### TASK REQUIREMENTS
Repeat exactly each line of the material, starting from the line that contains "Exercise. Identify every instance of the woman's plaid" and finishing with the final line.

### DATA SUPPLIED
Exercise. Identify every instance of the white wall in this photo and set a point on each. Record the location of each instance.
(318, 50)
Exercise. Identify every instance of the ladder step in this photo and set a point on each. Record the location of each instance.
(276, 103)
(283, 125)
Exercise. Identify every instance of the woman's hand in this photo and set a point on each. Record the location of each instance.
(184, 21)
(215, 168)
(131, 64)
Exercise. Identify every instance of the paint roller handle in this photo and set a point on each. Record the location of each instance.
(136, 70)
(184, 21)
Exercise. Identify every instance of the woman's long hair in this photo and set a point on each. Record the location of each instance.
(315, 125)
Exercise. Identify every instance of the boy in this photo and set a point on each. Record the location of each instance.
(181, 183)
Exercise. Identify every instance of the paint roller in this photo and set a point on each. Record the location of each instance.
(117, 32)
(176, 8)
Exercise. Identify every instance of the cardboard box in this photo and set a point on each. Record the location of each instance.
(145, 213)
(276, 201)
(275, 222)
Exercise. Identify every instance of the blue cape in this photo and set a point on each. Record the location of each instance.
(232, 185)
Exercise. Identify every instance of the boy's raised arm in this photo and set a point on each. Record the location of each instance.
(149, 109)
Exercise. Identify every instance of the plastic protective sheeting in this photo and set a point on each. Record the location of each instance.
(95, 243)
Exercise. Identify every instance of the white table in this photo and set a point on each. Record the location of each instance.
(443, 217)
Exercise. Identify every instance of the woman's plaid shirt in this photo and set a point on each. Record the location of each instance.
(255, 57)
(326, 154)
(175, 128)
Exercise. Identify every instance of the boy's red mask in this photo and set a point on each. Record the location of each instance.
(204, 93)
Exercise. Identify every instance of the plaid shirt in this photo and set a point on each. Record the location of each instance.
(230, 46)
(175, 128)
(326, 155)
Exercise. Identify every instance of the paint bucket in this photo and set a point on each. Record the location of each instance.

### RESULT BELOW
Exercise. Identify every instance of the woman's plaid shirt in this photo and set a point on each. Record the location of each instance.
(255, 57)
(326, 154)
(175, 128)
Exercise. Identify every instance of the boy's red mask in this photo and set a point on each. Record the location of each instance.
(204, 93)
Exercise. Identify every instance of the plaid shirt in this photo and set a point on each. Record the location of each instance.
(230, 46)
(175, 128)
(326, 155)
Exercise. Identify every instance of the paint bucket in this photo and set a point on each. Record the location of each instance.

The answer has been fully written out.